Tarefa proposta 1: No texto sobre o fim de 2020 e a Constituição, transforme em lista o parágrafo que começa com "A luta recente no âmbito", mantendo os fatos principais.
Tarefa proposta 2: Escreva a continuação do texto sobre o fim de 2020 e a Constituição, a partir do ponto em que ele para.

Terminaremos este 2020 sem termos acesso amplo às vacinas, sem controle sanitário da Covid-19, sem leitos suficientes de UTI, sem renda básica emergencial, sem sustentação mínima da atividade econômica, sem orçamento anual, sem planejamento sobre nossos próximos passos…

A realidade dura desafia nossa capacidade de sonhar e construir ideais de futuro. Como mudar o cenário para 2021? Onde encontrar sentido para nossa trajetória republicana e democrática no ano que começa daqui a alguns dias?

A luta recente no âmbito do Projeto de Lei 4372/2020, em prol da regulamentação constitucionalmente adequada do Fundeb permanente (de que trata a Emenda 108/2020), serve de exemplo de construção cívica da defesa dos direitos fundamentais. Pessoalmente tenho imensa gratidão por haver atuado ao lado de gigantes e por nos somarmos em nota assinada por 303 juristas, a qual foi divulgada pela ConJur na véspera da votação pelo Senado. Foi uma batalha tão colossal quanto relevante para que os recursos do Fundeb permanecessem vinculados às escolas públicas, sobretudo nos ensinos fundamental e médio.

O aprendizado que fica é o de que não podemos abdicar da defesa íntegra e integral da Constituição. Para tanto, há de haver clareza acerca dos seus valores supremos, tal como enunciados desde o seu Preâmbulo. Ali fundamos nosso eixo civilizatório comum e nos unimos em prol de um “Estado Democrático, destinado a assegurar o exercício dos direitos sociais e individuais, a liberdade, a segurança, o bem-estar, o desenvolvimento, a igualdade e a justiça”. (grifos nossos)

A ministra Cármen Lúcia, no julgamento da ADI 2649-6/DF (voto disponível aqui), destacou que o Preâmbulo da nossa Constituição Cidadã “contém a explicitação dos valores que dominam a obra constitucional de 1988”. Ainda segundo a ministra:

“Não apenas o Estado haverá de ser convocado para formular as políticas públicas que podem conduzir ao bem estar, à igualdade e à justiça, mas a sociedade haverá de se organizar segundo aqueles valores, a fim de que se afirme como uma comunidade fraterna, pluralista e sem preconceitos.”

Itens fornecidos:
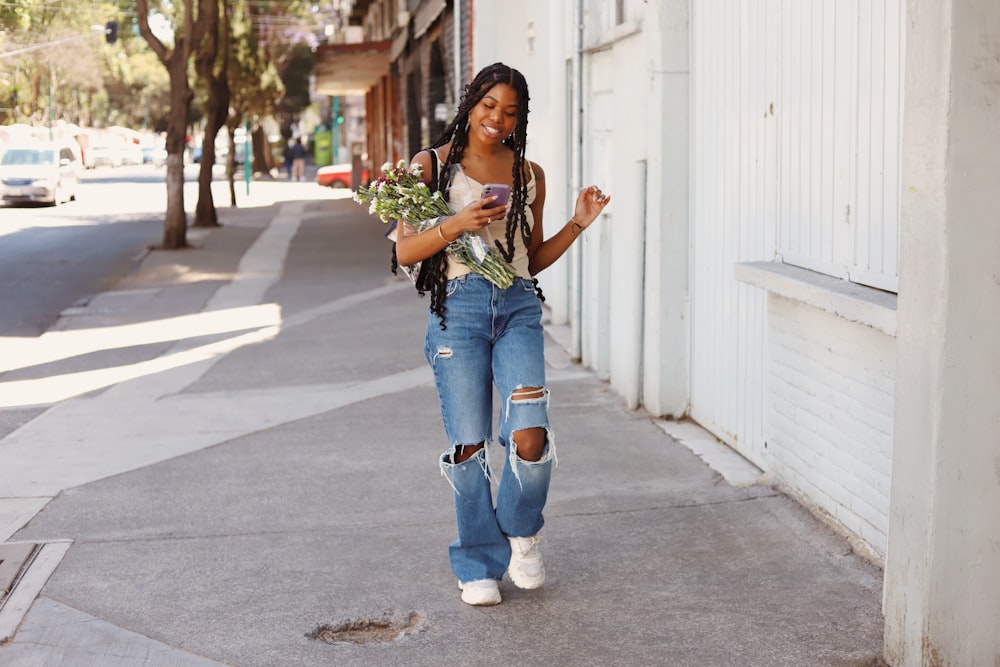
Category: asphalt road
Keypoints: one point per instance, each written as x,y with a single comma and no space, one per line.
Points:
52,258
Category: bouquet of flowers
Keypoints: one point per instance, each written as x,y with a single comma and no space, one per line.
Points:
399,195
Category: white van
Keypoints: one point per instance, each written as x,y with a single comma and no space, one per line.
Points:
41,171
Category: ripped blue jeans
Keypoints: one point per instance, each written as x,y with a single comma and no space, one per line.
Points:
494,336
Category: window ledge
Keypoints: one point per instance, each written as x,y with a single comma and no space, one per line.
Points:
853,302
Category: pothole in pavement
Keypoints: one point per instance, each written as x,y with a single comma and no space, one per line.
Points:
387,627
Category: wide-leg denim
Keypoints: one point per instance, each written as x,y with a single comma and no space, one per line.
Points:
493,337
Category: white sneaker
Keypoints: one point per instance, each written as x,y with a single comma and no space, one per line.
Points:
526,568
481,592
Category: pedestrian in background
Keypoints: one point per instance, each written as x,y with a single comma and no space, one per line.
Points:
298,155
287,155
480,335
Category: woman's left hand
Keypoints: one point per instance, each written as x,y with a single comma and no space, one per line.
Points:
589,205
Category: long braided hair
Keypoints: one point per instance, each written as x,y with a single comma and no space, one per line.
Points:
434,270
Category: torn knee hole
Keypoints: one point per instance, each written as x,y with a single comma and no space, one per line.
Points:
528,394
465,452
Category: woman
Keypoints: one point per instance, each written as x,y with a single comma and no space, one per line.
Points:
479,334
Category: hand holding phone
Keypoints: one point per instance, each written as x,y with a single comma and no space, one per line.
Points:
501,191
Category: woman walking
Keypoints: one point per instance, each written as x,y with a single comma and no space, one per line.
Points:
480,335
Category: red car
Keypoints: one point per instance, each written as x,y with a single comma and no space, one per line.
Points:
338,176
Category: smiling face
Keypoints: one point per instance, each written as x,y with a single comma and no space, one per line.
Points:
495,116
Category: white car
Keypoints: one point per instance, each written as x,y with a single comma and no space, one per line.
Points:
45,172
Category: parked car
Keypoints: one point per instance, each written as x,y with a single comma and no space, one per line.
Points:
45,172
338,176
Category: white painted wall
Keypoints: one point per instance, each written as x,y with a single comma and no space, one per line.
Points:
666,336
829,421
942,573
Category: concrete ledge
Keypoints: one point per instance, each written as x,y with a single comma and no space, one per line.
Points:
29,586
853,302
736,470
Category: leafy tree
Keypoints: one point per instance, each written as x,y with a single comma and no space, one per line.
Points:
255,88
190,28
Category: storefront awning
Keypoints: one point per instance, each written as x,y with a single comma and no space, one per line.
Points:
350,69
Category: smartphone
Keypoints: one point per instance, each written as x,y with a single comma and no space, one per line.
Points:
501,191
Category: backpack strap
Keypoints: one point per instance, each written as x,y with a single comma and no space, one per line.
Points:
435,160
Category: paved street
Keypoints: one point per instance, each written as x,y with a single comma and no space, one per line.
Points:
230,458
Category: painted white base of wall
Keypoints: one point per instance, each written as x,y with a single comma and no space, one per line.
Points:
721,458
830,396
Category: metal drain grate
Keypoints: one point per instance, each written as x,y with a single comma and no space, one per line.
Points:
14,561
387,627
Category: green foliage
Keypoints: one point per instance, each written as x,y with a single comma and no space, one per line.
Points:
67,61
98,84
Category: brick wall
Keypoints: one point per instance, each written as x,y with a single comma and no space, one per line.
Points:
830,415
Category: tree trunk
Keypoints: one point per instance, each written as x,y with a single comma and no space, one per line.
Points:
261,152
175,223
216,109
231,164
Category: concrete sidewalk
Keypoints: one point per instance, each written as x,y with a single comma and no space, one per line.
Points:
231,459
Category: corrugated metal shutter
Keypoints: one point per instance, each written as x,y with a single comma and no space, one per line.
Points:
839,112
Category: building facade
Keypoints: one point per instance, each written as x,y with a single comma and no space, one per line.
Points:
801,254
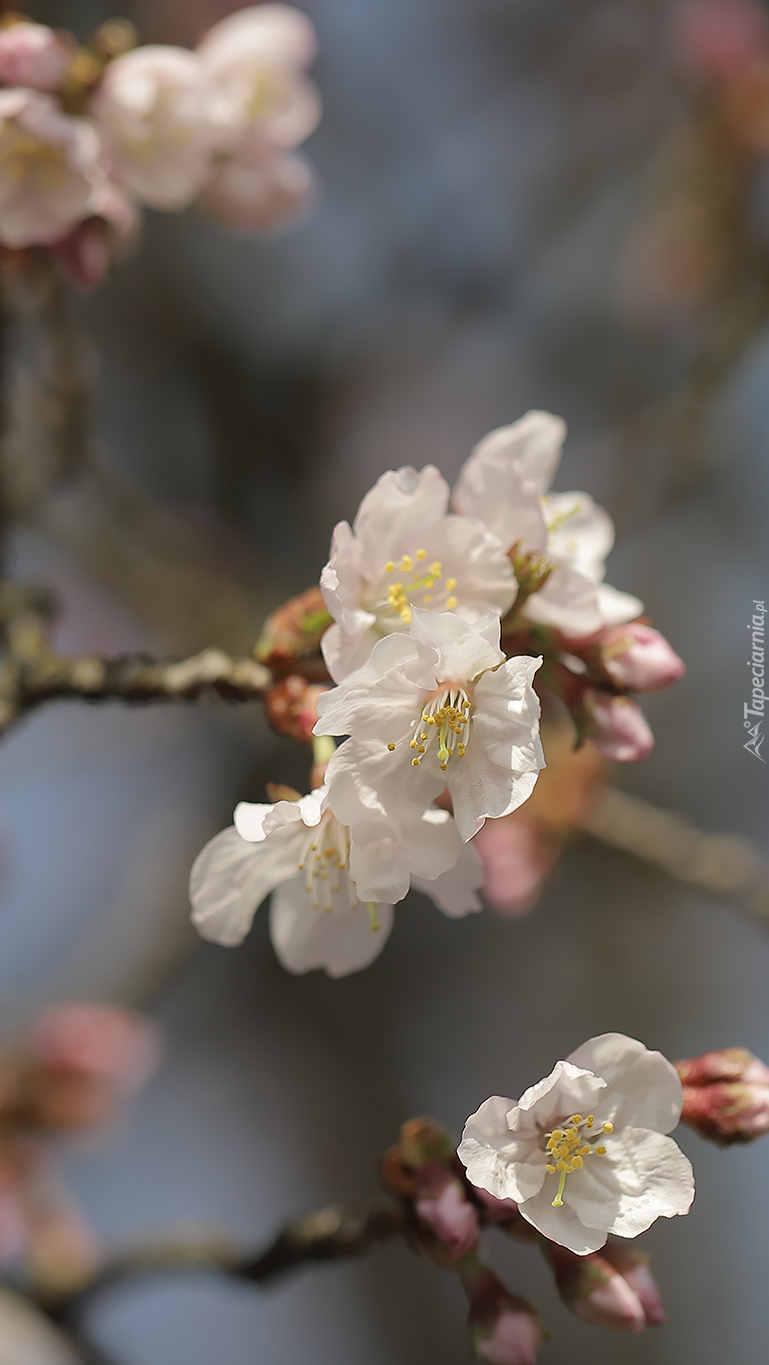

Resposta esperada 1:
- A luta em torno do Projeto de Lei 4372/2020 buscava uma regulamentação constitucionalmente adequada do Fundeb permanente, tratado pela Emenda 108/2020.
- Essa luta serve de exemplo de construção cívica na defesa dos direitos fundamentais.
- Quem escreve expressa grande gratidão por ter atuado ao lado de "gigantes".
- Foi divulgada pela ConJur, na véspera da votação no Senado, uma nota assinada por 303 juristas.
- A batalha, colossal e relevante, tinha como meta manter os recursos do Fundeb vinculados às escolas públicas, sobretudo nos ensinos fundamental e médio.

Resposta esperada 2:
Diante de tantas incertezas acerca do que nos aguarda no próximo ano, o desejo de um futuro melhor passa pela compreensão do que deve nos unir, para além de quaisquer divergências e diferenças. Valores supremos hão de nos resgatar essa essência constitucional: eis meu sincero desejo para 2021.

Retrocessos se acumularam ao longo da década que agora finda. Para superá-los, precisamos nos comprometer com a construção do Estado Democrático, ressignificando a relação entre orçamento e Constituição, até porque aquele é meio de consecução dessa.

Cabe reiterar, por extremamente oportuno e necessário: o orçamento deve assegurar cumprimento à Constituição, jamais deve servir de pretexto para limitar sua efetividade. Eis a pragmática e forte função diretiva, a que o professor José Afonso da Silva (tal como citado no voto da Ministra Cármen Lúcia) se referia:

“O Estado Democrático de Direito destina-se a assegurar o exercício de determinados valores supremos. ‘Assegurar’ tem, no contexto, função de garantia dogmático-constitucional; não, porém, de garantia dos valores abstratamente considerados, mas do seu ‘exercício’. Este signo desempenha, aí, função pragmática, porque, com o objetivo de ‘assegurar’, tem o efeito imediato de prescrever ao Estado uma ação em favor da efetiva realização dos ditos valores em direção (função diretiva) de destinatários das normas constitucionais que dão a esses valores conteúdo específico” (Comentário contextual à Constituição. Malheiros, 2006, p. 22)

Acima de enviesadas e contingentes rotas de ajuste fiscal, seletivamente incidentes apenas sobre as despesas primárias, hão de estar os valores supremos do exercício de direitos sociais e individuais, do bem estar, da liberdade, da segurança, da igualdade, da justiça e do desenvolvimento sustentável. Para construirmos um Estado Democrático efetivamente comprometido com nosso pacto constitucional civilizatório, guiemo-nos, pois, em torno de tais valores neste ano e nesta década que se iniciam!

Élida Graziane Pinto

Procuradora do Ministério Público de Contas do Estado de São Paulo, pós-doutora em Administração pela Escola Brasileira de Administração Pública e de Empresas da Fundação Getulio Vargas (FGV/RJ) e doutora em Direito Administrativo pela Universidade Federal de Minas Gerais (UFMG).